(Records to process):
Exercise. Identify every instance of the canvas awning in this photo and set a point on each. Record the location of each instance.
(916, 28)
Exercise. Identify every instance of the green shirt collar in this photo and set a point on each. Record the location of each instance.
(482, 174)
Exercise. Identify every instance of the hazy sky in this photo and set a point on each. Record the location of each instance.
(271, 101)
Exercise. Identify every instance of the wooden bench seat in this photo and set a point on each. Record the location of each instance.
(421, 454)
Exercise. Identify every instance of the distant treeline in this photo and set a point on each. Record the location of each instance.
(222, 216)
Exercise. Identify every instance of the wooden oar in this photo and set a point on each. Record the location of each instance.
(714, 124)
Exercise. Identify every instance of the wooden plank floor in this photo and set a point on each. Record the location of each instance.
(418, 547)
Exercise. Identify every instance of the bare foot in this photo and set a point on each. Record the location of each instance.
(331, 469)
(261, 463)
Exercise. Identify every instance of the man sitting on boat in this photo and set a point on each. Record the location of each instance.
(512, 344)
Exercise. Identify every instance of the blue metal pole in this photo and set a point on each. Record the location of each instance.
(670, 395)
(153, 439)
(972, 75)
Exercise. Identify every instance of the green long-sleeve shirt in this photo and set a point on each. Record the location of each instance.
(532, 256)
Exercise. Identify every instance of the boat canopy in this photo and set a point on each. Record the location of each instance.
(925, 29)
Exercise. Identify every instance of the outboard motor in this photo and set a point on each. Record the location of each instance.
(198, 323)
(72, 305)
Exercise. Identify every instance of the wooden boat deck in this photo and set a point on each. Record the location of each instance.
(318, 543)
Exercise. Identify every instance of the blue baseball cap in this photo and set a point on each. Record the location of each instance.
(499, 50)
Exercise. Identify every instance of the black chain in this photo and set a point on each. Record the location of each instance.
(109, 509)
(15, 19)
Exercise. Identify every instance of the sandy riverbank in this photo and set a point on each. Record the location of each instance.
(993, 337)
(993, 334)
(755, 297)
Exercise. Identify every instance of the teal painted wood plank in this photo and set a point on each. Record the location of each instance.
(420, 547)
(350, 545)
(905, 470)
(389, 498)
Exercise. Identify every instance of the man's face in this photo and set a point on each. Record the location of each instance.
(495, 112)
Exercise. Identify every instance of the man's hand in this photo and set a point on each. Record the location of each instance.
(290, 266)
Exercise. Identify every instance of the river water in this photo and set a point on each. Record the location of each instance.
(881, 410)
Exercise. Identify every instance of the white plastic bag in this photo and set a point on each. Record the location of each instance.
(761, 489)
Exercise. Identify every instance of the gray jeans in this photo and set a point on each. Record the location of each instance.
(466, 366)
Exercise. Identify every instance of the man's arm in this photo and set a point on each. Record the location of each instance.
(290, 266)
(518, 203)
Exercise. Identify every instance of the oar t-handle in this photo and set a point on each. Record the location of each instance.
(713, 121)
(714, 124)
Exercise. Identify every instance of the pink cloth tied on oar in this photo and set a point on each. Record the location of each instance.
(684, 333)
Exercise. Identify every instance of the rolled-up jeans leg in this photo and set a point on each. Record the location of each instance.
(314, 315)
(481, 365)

(Exercise aim):
Turn the part of the entries that opens with the line containing "Exercise. Identify every instance of the rolled-up" and runs through the last line of the entries into a Markdown table with the columns Number and Line, one numbered row per line, leaving out blank lines.

(Result of the task):
| Number | Line |
|---|---|
| 1 | Exercise. Identify every instance of the rolled-up jeans leg in this photo and set a point on each. Record the location of each instance. |
| 2 | (314, 315) |
| 3 | (481, 365) |